Collection entries

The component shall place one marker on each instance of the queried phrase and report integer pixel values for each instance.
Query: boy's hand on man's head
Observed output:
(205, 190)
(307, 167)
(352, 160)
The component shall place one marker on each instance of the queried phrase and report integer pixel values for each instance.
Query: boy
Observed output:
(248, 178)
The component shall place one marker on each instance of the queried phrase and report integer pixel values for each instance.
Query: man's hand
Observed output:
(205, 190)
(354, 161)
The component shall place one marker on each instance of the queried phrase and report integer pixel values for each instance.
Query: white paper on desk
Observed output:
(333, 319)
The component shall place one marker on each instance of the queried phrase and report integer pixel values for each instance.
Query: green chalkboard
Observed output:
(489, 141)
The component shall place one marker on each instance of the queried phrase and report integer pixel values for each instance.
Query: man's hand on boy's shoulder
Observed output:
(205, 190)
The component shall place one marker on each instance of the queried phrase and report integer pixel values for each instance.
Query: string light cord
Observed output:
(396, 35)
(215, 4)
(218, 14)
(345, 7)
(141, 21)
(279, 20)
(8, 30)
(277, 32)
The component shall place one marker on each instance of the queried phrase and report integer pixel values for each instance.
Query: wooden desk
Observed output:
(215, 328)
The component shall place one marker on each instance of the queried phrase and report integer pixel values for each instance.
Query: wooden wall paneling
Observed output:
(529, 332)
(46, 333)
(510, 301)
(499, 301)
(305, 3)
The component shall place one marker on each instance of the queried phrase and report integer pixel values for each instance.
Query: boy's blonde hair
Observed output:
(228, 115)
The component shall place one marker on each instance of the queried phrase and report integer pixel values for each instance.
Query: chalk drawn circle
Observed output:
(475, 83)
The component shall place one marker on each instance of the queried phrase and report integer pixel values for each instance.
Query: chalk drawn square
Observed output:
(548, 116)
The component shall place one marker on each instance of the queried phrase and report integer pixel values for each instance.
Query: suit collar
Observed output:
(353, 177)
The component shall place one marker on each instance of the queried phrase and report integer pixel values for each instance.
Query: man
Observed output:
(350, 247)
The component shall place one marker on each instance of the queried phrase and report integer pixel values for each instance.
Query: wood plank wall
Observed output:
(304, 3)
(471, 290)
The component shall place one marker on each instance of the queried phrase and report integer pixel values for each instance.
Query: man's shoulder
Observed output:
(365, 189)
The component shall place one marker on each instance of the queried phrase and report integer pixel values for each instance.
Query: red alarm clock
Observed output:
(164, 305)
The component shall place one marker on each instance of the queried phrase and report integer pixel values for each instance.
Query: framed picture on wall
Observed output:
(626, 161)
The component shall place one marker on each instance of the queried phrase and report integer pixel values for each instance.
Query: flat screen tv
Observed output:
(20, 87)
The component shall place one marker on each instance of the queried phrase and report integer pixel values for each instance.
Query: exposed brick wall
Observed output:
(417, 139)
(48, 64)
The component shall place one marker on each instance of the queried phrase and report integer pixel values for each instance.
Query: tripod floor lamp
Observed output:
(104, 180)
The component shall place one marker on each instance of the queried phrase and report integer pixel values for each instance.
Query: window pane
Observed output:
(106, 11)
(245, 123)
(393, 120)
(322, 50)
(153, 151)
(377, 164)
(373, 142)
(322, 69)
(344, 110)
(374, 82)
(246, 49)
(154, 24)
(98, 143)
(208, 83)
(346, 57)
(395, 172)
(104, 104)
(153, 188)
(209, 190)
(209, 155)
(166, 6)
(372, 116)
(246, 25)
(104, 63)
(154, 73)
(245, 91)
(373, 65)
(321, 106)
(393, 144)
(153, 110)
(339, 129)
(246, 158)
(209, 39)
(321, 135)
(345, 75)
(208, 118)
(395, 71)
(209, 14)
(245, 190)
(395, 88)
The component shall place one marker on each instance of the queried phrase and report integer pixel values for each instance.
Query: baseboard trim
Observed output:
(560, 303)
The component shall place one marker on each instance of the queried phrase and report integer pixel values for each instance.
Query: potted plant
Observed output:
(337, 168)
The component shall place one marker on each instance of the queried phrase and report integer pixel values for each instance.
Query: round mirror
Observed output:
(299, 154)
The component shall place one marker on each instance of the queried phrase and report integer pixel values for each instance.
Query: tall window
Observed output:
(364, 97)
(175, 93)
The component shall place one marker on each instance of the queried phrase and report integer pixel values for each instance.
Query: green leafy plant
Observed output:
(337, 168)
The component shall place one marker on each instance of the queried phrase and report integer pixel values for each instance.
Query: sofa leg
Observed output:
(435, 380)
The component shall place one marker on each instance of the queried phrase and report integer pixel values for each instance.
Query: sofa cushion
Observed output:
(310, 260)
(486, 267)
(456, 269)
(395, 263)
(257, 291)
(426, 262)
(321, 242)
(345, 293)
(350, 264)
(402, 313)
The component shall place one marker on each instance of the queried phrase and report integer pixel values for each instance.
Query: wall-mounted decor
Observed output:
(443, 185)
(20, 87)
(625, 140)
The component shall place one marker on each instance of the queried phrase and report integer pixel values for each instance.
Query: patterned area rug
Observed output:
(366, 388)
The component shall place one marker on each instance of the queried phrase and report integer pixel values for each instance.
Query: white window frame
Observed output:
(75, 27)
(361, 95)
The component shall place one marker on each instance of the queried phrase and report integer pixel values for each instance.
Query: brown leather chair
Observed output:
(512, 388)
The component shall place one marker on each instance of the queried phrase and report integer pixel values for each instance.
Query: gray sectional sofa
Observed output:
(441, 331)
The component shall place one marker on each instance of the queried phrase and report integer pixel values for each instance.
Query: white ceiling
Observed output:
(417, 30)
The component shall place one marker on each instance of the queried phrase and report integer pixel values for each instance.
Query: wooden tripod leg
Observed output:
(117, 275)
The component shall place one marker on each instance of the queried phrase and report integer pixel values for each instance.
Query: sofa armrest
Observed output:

AIM OF THE TASK: Gather every line in the records that contains the word "drawn". Case counts.

OUTPUT OF THE EXERCISE:
Query: chalk drawn circle
Query: chalk drawn square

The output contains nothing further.